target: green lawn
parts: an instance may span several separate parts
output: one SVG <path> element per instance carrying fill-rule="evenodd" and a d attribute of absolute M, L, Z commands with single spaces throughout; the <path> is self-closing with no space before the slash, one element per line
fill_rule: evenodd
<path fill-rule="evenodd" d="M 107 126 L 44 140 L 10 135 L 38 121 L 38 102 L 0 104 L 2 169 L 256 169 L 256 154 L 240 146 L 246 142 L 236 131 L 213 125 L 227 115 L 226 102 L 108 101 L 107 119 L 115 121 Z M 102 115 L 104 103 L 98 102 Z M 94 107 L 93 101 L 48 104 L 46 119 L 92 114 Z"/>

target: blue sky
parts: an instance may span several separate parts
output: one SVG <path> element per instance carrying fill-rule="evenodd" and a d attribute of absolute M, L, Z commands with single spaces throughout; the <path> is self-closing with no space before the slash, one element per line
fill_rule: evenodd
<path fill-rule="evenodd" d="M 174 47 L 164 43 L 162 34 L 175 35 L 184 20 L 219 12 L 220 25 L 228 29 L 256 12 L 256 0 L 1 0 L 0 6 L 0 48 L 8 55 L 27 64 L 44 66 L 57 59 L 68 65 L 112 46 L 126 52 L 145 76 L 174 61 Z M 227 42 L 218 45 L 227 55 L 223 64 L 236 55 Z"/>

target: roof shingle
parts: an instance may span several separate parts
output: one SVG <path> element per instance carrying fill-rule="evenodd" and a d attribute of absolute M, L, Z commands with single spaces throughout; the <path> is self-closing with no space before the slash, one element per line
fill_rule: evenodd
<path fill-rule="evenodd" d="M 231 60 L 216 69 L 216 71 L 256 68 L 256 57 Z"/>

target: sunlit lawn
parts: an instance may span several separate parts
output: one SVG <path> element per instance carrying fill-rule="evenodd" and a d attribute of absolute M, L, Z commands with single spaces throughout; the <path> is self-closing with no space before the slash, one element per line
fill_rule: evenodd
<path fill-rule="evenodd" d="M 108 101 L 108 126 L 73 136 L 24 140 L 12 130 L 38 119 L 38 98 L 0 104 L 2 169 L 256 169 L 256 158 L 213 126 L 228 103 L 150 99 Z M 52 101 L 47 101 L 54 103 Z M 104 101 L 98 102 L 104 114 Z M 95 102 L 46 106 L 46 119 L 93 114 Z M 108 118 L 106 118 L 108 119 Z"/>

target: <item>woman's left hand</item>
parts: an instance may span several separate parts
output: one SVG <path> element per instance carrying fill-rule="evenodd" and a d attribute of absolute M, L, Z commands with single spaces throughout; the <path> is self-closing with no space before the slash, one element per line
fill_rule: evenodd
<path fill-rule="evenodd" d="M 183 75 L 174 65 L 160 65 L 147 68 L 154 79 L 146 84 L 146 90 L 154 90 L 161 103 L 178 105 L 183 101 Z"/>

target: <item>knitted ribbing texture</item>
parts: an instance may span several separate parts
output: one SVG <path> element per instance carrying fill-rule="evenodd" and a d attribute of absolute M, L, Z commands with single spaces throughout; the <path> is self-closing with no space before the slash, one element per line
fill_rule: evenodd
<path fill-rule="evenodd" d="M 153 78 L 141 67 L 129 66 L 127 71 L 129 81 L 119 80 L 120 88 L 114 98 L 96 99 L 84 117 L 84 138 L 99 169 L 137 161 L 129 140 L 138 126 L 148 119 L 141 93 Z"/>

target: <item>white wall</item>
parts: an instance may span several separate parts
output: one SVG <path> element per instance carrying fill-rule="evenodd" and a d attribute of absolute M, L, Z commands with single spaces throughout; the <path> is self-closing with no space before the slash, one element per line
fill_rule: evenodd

# # #

■ What is expected: Locate each line in the items above that contains the string "target", matching case exactly, and copy every such line in full.

■ Answer to the task:
target: green lawn
target: blue sky
target: roof shingle
target: sunlit lawn
target: <item>woman's left hand</item>
target: <item>knitted ribbing texture</item>
target: <item>white wall</item>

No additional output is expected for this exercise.